Task goal —
After locating the line that holds "[point] every instance of the distant", output it and all following lines word for word, stopping only at the end of the data.

Available data —
-- -- --

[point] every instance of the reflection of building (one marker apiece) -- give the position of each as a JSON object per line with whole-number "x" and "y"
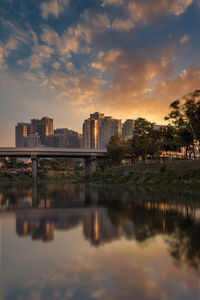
{"x": 43, "y": 229}
{"x": 97, "y": 130}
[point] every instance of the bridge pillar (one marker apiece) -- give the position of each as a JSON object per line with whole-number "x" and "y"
{"x": 34, "y": 168}
{"x": 90, "y": 166}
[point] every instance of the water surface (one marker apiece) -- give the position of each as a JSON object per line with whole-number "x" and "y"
{"x": 69, "y": 241}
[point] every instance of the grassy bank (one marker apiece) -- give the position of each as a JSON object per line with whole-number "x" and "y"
{"x": 172, "y": 173}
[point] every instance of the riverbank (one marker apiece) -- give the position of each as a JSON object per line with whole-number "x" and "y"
{"x": 171, "y": 173}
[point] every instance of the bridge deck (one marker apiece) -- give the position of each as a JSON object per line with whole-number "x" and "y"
{"x": 51, "y": 152}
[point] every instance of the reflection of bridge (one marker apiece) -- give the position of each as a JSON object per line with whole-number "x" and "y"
{"x": 89, "y": 156}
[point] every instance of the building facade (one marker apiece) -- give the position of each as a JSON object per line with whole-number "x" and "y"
{"x": 20, "y": 134}
{"x": 98, "y": 129}
{"x": 128, "y": 127}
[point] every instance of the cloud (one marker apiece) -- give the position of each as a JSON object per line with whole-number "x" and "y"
{"x": 111, "y": 2}
{"x": 77, "y": 39}
{"x": 184, "y": 39}
{"x": 53, "y": 7}
{"x": 187, "y": 81}
{"x": 123, "y": 25}
{"x": 3, "y": 55}
{"x": 147, "y": 11}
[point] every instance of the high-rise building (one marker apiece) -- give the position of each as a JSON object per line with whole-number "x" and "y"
{"x": 108, "y": 127}
{"x": 32, "y": 140}
{"x": 20, "y": 134}
{"x": 97, "y": 130}
{"x": 45, "y": 128}
{"x": 73, "y": 138}
{"x": 128, "y": 126}
{"x": 56, "y": 141}
{"x": 33, "y": 134}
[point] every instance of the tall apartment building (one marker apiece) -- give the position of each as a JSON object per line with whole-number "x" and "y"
{"x": 32, "y": 140}
{"x": 73, "y": 138}
{"x": 128, "y": 126}
{"x": 56, "y": 141}
{"x": 21, "y": 133}
{"x": 33, "y": 134}
{"x": 98, "y": 129}
{"x": 43, "y": 127}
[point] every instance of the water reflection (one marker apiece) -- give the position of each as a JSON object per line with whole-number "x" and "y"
{"x": 136, "y": 215}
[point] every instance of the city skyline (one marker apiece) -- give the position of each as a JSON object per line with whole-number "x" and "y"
{"x": 65, "y": 59}
{"x": 97, "y": 131}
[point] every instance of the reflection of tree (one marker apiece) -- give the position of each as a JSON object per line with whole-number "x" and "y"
{"x": 138, "y": 213}
{"x": 183, "y": 232}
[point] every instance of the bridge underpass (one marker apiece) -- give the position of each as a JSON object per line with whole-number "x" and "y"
{"x": 89, "y": 156}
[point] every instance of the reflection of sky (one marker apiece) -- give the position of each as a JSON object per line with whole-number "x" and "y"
{"x": 69, "y": 268}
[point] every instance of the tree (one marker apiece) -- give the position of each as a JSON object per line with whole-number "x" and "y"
{"x": 185, "y": 115}
{"x": 169, "y": 139}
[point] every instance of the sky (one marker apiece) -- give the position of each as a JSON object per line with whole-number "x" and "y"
{"x": 66, "y": 59}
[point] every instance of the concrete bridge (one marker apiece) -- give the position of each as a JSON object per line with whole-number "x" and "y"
{"x": 89, "y": 156}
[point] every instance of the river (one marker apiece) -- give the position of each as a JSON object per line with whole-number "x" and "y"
{"x": 74, "y": 241}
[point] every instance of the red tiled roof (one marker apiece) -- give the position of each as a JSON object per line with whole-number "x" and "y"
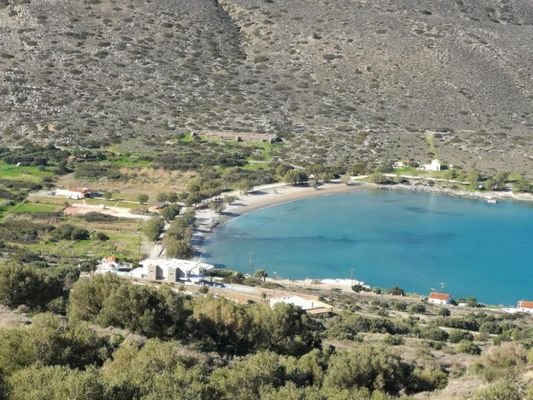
{"x": 439, "y": 296}
{"x": 525, "y": 304}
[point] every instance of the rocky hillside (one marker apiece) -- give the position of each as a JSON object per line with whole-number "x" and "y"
{"x": 341, "y": 79}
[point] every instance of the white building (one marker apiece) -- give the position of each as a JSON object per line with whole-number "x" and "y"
{"x": 170, "y": 269}
{"x": 440, "y": 298}
{"x": 111, "y": 265}
{"x": 75, "y": 194}
{"x": 525, "y": 306}
{"x": 434, "y": 166}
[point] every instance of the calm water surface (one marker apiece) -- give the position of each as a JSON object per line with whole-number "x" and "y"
{"x": 413, "y": 240}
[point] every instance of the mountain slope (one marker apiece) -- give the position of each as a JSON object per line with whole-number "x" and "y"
{"x": 341, "y": 79}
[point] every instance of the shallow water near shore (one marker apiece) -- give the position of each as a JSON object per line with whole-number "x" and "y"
{"x": 418, "y": 241}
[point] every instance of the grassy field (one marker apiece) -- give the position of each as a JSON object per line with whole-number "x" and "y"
{"x": 123, "y": 242}
{"x": 35, "y": 208}
{"x": 28, "y": 174}
{"x": 417, "y": 172}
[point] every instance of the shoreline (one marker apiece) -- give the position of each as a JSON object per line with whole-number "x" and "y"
{"x": 276, "y": 194}
{"x": 280, "y": 193}
{"x": 272, "y": 195}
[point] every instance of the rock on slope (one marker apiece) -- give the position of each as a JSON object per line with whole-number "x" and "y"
{"x": 343, "y": 79}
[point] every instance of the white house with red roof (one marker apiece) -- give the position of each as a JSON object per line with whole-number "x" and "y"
{"x": 73, "y": 193}
{"x": 440, "y": 298}
{"x": 525, "y": 306}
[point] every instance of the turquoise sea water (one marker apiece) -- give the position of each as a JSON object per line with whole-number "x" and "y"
{"x": 413, "y": 240}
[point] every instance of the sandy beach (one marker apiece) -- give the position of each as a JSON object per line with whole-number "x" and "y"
{"x": 277, "y": 193}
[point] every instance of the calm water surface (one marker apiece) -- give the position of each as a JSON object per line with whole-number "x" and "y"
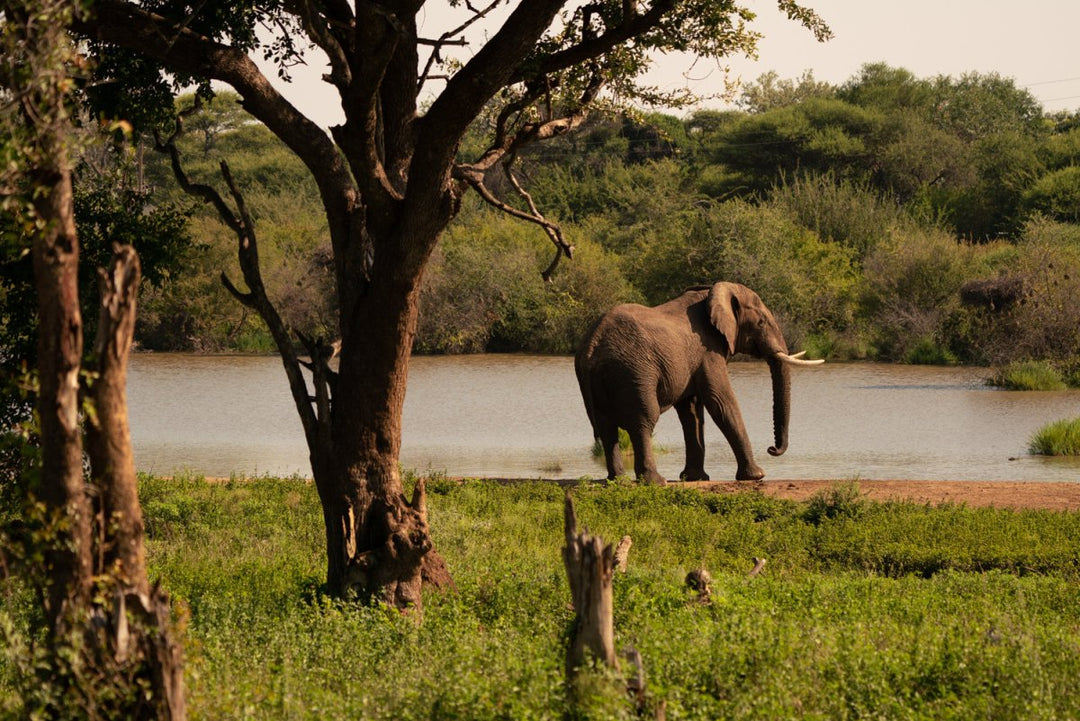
{"x": 522, "y": 417}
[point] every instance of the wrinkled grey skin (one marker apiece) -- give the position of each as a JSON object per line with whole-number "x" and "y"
{"x": 636, "y": 362}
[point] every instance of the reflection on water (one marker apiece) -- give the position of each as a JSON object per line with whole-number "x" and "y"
{"x": 522, "y": 417}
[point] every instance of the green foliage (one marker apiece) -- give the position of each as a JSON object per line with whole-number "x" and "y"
{"x": 194, "y": 311}
{"x": 807, "y": 282}
{"x": 910, "y": 289}
{"x": 859, "y": 193}
{"x": 844, "y": 500}
{"x": 483, "y": 290}
{"x": 1057, "y": 438}
{"x": 894, "y": 609}
{"x": 1057, "y": 194}
{"x": 1029, "y": 376}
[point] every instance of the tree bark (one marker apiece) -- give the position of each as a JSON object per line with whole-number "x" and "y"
{"x": 146, "y": 645}
{"x": 55, "y": 255}
{"x": 590, "y": 567}
{"x": 108, "y": 435}
{"x": 379, "y": 545}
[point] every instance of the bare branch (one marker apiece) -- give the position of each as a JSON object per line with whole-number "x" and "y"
{"x": 256, "y": 298}
{"x": 450, "y": 38}
{"x": 207, "y": 193}
{"x": 593, "y": 46}
{"x": 554, "y": 232}
{"x": 322, "y": 35}
{"x": 475, "y": 180}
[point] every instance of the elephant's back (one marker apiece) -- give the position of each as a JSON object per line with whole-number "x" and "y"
{"x": 629, "y": 330}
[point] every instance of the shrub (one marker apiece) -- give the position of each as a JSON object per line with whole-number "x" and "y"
{"x": 808, "y": 283}
{"x": 1057, "y": 194}
{"x": 841, "y": 500}
{"x": 1029, "y": 376}
{"x": 483, "y": 289}
{"x": 839, "y": 211}
{"x": 1057, "y": 438}
{"x": 1043, "y": 323}
{"x": 910, "y": 289}
{"x": 928, "y": 352}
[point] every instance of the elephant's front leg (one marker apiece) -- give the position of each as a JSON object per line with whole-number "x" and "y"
{"x": 723, "y": 406}
{"x": 609, "y": 440}
{"x": 645, "y": 462}
{"x": 691, "y": 415}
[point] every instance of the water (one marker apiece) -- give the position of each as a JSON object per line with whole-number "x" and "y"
{"x": 512, "y": 416}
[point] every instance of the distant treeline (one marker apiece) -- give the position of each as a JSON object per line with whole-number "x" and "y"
{"x": 896, "y": 218}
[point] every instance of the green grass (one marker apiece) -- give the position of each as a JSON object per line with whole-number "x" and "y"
{"x": 1057, "y": 438}
{"x": 864, "y": 610}
{"x": 1029, "y": 376}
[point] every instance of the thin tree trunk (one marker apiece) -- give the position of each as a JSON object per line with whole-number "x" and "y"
{"x": 55, "y": 255}
{"x": 108, "y": 435}
{"x": 146, "y": 645}
{"x": 590, "y": 567}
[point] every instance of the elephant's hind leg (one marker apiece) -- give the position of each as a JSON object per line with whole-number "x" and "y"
{"x": 645, "y": 462}
{"x": 691, "y": 415}
{"x": 608, "y": 434}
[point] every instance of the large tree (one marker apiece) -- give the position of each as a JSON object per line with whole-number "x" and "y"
{"x": 390, "y": 181}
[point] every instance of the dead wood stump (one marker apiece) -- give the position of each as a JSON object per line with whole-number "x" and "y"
{"x": 590, "y": 567}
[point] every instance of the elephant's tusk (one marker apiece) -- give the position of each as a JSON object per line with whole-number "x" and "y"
{"x": 797, "y": 359}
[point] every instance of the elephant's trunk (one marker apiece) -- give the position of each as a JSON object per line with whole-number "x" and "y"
{"x": 781, "y": 404}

-- -- --

Completed task —
[point] every instance of the distant treeline (one marker apiece) -- give the position of each as a JSON object per line with whole-number "x" and "y"
{"x": 896, "y": 218}
[point] every instance of the green grass (one marker apiece) -- give the position of each as a JSON object per line with whole-number "x" and "y"
{"x": 1057, "y": 438}
{"x": 864, "y": 610}
{"x": 1029, "y": 376}
[point] every instance of the thin tree trunk (one marker apiece) -- give the position of each as a JSON object per line with whole-number "x" and "y"
{"x": 55, "y": 255}
{"x": 108, "y": 435}
{"x": 146, "y": 645}
{"x": 590, "y": 567}
[point] every instance of the elephant's hind leg (one marker apiece) -- give the position of each as a JSON object per line with whole-number "x" and "y"
{"x": 645, "y": 462}
{"x": 691, "y": 415}
{"x": 608, "y": 434}
[point] every instance of the large tree (one marker apiece) -- give the position of each as a JSON object per line with whole-number "x" and "y"
{"x": 390, "y": 181}
[point] every instance of the dead wood stump (one marker apiece) -- give the position of each as a JSON object per line with whole-number "x" and "y"
{"x": 590, "y": 567}
[point] every instance of the elephant's tusk (one marker apiece) -- give the position of each as a JSON object per line with whole-number "x" and "y"
{"x": 797, "y": 359}
[point] every instance of the elephant's trunk (one marker apiece) -- give the position of each as a JSON object per line with whole-number "x" and "y"
{"x": 781, "y": 404}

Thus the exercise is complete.